- [Task description]
Restate the data below, keeping every line the same.

Stored data entries:
- - - - - - -

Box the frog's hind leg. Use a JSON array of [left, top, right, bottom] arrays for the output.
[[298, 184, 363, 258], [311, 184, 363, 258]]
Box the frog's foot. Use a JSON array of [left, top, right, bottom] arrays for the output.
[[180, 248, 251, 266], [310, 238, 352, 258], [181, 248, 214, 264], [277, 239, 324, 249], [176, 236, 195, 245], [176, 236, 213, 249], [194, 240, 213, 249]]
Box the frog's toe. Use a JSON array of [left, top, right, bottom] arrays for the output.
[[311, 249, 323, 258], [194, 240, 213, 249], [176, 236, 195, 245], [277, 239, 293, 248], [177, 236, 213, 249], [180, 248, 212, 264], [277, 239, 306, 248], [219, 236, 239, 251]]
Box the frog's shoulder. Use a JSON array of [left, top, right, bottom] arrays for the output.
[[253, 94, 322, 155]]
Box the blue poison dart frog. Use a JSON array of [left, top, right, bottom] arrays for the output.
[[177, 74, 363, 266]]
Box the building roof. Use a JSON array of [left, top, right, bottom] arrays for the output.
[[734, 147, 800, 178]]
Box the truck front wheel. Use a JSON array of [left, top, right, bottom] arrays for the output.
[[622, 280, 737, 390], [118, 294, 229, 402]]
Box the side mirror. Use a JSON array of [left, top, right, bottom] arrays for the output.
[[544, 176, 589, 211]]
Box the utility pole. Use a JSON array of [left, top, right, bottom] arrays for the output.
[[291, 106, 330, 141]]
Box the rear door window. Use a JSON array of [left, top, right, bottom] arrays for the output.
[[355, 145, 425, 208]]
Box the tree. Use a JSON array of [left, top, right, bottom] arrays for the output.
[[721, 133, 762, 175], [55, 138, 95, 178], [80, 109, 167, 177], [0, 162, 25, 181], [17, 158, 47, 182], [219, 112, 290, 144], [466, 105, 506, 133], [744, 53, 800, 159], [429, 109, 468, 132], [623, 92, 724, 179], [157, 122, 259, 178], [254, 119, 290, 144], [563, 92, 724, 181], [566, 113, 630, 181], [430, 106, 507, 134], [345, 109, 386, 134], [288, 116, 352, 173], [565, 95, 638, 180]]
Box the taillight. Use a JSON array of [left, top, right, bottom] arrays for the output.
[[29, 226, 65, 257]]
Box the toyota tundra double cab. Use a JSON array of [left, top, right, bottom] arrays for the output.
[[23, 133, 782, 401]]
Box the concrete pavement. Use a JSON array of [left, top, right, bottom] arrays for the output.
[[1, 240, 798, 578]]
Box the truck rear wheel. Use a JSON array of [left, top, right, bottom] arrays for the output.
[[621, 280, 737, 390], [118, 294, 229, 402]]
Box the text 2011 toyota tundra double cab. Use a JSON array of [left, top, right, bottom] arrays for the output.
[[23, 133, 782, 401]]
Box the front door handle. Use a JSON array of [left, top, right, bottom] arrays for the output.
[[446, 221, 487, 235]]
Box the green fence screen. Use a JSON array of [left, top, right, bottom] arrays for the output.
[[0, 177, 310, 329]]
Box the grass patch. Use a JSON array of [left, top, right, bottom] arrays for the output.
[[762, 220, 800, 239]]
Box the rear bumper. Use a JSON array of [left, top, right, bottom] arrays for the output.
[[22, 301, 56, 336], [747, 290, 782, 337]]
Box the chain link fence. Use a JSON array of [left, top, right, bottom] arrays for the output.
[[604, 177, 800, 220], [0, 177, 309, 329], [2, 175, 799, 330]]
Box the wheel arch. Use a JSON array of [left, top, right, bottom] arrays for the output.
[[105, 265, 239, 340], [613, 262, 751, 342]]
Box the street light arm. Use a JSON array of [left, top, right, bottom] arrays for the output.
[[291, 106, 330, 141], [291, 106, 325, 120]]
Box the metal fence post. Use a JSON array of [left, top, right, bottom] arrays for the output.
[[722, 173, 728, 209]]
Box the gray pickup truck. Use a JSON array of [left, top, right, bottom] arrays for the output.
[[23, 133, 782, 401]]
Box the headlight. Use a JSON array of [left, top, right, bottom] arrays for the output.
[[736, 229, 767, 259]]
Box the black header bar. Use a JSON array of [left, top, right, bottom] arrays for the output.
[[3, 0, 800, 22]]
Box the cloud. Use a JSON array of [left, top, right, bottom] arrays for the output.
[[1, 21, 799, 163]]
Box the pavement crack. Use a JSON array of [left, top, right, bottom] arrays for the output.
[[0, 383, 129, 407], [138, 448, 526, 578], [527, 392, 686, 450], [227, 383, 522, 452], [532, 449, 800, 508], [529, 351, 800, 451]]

- - - - - - -

- [Written answer]
Box the frog's hind leg. Use a JSON array of [left, top, right, bottom] arrays for the output.
[[298, 184, 363, 258], [311, 184, 363, 258]]
Box the frog's foot. Use a JSON array of [left, top, right, bottom] arrays for the output.
[[180, 248, 251, 266], [310, 238, 352, 258], [181, 248, 214, 264], [277, 239, 324, 249], [176, 236, 195, 245], [176, 236, 213, 249], [194, 240, 213, 249]]
Box the frog's toe. Use a JSON array of [left, top, right, bottom] arrays for the output.
[[311, 249, 323, 258], [194, 240, 213, 249], [176, 236, 195, 245], [277, 239, 293, 248], [177, 236, 213, 249], [180, 248, 212, 264], [277, 239, 306, 248], [219, 236, 239, 251]]
Box the frog's shoulder. Use a JSON array of [left, top, right, bottom] arrays for the output.
[[253, 94, 322, 155]]
Box the blue poison dart frog. Use a JSON array of [left, top, right, bottom] arrays for the output.
[[177, 74, 363, 266]]
Box the building roof. Use a JSON array of [left, top, right, bottom] arrays for the output.
[[734, 147, 800, 178]]
Box the truck front wheel. Use a JSON array of [left, top, right, bottom] arrays for the output.
[[622, 280, 737, 390], [118, 294, 229, 402]]
Box the side mirror. Use a JSON array of [left, top, right, bottom] arrays for the output.
[[544, 176, 589, 211]]
Box the utility pole. Use a JSON array of [left, top, right, bottom] arrays for the output.
[[291, 106, 330, 141]]
Box the rear door window. Use a JSON array of [left, top, right, bottom] arrays for the output.
[[355, 145, 425, 208]]
Box the tree. Use a JSON array of [left, top, right, bottom] arrays for the output.
[[721, 133, 762, 175], [55, 138, 95, 178], [80, 109, 167, 177], [0, 162, 25, 181], [17, 158, 47, 182], [219, 112, 290, 144], [466, 105, 506, 133], [744, 53, 800, 159], [429, 109, 468, 132], [623, 92, 724, 179], [157, 122, 259, 178], [254, 119, 290, 144], [563, 92, 724, 181], [566, 113, 630, 181], [430, 106, 507, 134], [345, 109, 386, 134], [288, 116, 352, 173], [565, 95, 638, 180]]
Box the taillight. Use a JSON array of [left, top, right, bottom] arrays for the output.
[[29, 226, 65, 257]]
Box the toyota tundra double cab. Use a JSON array of [left, top, right, bottom] arrays for the output.
[[23, 133, 782, 401]]
Box the concrete pavement. Use a JSON array of [left, top, right, bottom] arrays for the output.
[[1, 240, 798, 578]]
Box the truck rear wheel. Use a JSON array of [left, top, right, bottom] arrays for the output.
[[621, 280, 737, 390], [118, 294, 229, 402]]
Box the text 2011 toyota tundra double cab. Use a JSON array of [left, top, right, bottom] arrays for the output.
[[23, 133, 782, 401]]
Box the front door handle. Use a JSON array of [left, top, right, bottom] arrays for the output.
[[446, 221, 487, 235]]
Box the green fence screen. Use a JSON array of [left, top, right, bottom] arrays for the output.
[[0, 177, 310, 329]]
Box the grass patch. Use a JSON array of [left, top, right, bottom] arrays for the output.
[[762, 220, 800, 239]]
Box the rear bumper. Use a JSON array of [left, top, right, bottom] arrays for the output.
[[22, 301, 56, 336], [747, 290, 782, 337]]
Box the chain link fence. Use a JSON array of [left, top, right, bottom] arrays for the output.
[[604, 177, 800, 220], [0, 177, 309, 329], [2, 175, 799, 330]]
Box the wheel arch. Use a JSON array of [left, top, right, bottom] arrays for the output.
[[105, 265, 239, 340], [613, 262, 751, 342]]
Box the street light arm. Use a JSON array of [left, top, right, bottom] arrays for the output.
[[291, 106, 330, 141], [291, 106, 325, 120]]
Box the metal fence post. Use a JSON array of [left, top, right, bottom] arrays for the output.
[[722, 173, 728, 209]]
Box the gray pickup truck. Use a JSON array of [left, top, right, bottom] arrays for the output.
[[23, 133, 782, 401]]
Box the headlight. Use a JSON array of [left, top, right, bottom] arrays for the output.
[[736, 229, 767, 259]]
Box the black header bar. Use a JSON array of [left, top, right, bottom] arrays for the output.
[[3, 0, 800, 22]]
Box the cloud. Use a JSON array of [left, top, right, bottom] arrays for the output.
[[1, 21, 799, 163]]
Box the pavement crack. Use a JSON array of [left, top, right, bottom] arrays for the output.
[[0, 383, 129, 407], [138, 448, 526, 578], [527, 392, 686, 450], [227, 383, 522, 452], [532, 449, 800, 508], [529, 351, 800, 451]]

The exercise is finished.